Extracted text
OBJECTIVE To integrate recent understandings of the mechanisms of genotoxicity and carcinogenicity of the different cobalt compounds.
METHOD A narrative review of the studies published since the last IARC assessment in 1991 (genotoxicity, experimental carcinogenesis, and epidemiology).
RESULTS Two different mechanisms of genotoxicity, DNA breakage induced by cobalt metal and especially hard metal particles, and inhibition of DNA repair by cobalt (II) ions contribute to the carcinogenic potential of cobalt compounds. There is evidence that soluble cobalt (II) cations exert a genotoxic and carcinogenic activity in vitro and in vivo in experimental systems but evidence in humans is lacking. Experimental data indicate some evidence of a genotoxic potential for cobalt metal in vitro in human lymphocytes but there is no evidence available of a carcinogenic potential. There is evidence that hard metal particles exert a genotoxic and carcinogenic activity in vitro and in human studies, respectively. There is insufficient information for cobalt oxides and other compounds.
CONCLUSION Although many areas of uncertainty remain, an assessment of the carcinogenicity of cobalt and its compounds requires a clear distinction between the different compounds of the element and needs to take into account the different mechanisms involved.

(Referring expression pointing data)
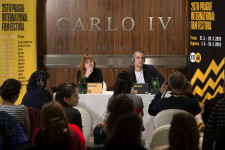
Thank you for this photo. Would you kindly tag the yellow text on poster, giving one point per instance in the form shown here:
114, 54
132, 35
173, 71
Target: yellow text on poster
18, 41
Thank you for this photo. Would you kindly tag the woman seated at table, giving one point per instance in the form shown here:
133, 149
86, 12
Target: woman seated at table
124, 85
89, 71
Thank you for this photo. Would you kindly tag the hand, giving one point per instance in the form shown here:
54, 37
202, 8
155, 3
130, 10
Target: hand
88, 71
188, 88
164, 87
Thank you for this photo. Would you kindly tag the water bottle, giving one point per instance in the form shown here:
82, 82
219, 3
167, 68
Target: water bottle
157, 85
153, 86
80, 86
84, 85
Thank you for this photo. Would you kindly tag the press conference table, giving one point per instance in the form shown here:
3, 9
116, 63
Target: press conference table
96, 104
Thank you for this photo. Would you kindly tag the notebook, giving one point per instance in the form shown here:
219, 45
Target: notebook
141, 88
94, 88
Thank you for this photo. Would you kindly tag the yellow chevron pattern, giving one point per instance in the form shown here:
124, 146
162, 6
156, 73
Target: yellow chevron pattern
209, 96
198, 74
210, 83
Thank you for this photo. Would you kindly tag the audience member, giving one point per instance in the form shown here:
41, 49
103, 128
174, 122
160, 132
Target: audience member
118, 105
124, 85
89, 71
216, 119
220, 136
126, 133
67, 96
208, 105
181, 96
9, 92
12, 136
184, 134
55, 133
141, 73
36, 95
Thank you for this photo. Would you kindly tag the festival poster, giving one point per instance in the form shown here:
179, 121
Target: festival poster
18, 50
206, 48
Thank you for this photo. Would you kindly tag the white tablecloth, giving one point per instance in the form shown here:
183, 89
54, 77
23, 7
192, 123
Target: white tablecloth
96, 104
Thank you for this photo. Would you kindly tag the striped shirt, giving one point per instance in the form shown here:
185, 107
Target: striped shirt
20, 114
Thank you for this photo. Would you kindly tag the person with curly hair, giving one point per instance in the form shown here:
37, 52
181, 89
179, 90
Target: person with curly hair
89, 71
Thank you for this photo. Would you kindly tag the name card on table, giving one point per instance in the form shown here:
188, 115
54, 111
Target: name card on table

Problem 1
Update the cobalt abstract by giving its passage starting at "METHOD A narrative" and ending at "carcinogenesis, and epidemiology)." again, with "narrative review" replaced by "systematic review".
Problem 2
According to the cobalt abstract, which two mechanisms of genotoxicity contribute to the carcinogenic potential of cobalt compounds?

Reply 1
METHOD A systematic review of the studies published since the last IARC assessment in 1991 (genotoxicity, experimental carcinogenesis, and epidemiology).

Reply 2
DNA breakage induced by cobalt metal and especially hard metal particles, and inhibition of DNA repair by cobalt (II) ions.